→ PROBLEM DESCRIPTION
Which lines of the entries contain the string "riverside"? Copy each of them.

Collected data:

┏━━

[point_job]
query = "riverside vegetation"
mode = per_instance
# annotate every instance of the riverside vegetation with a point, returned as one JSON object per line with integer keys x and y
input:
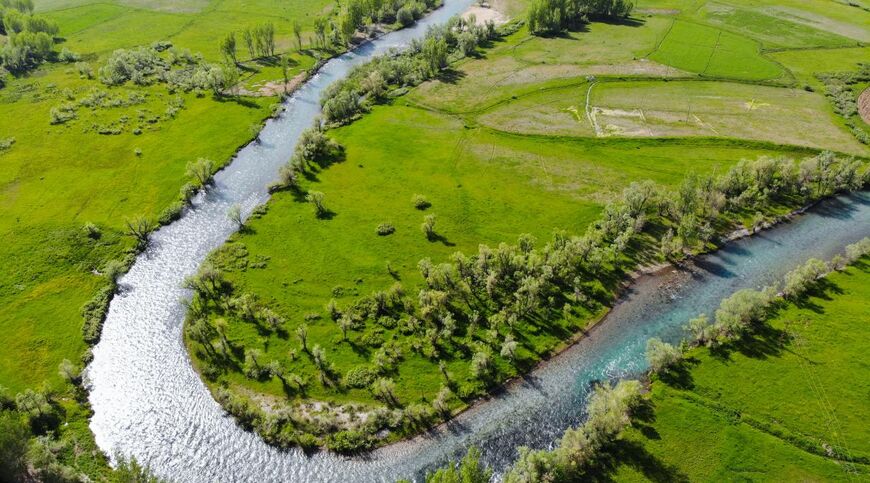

┗━━

→ RESPONSE TO THIS TASK
query = "riverside vegetation"
# annotate every instance of the riverside vegetation with a point, returned as one JSON object per line with integer keys x and y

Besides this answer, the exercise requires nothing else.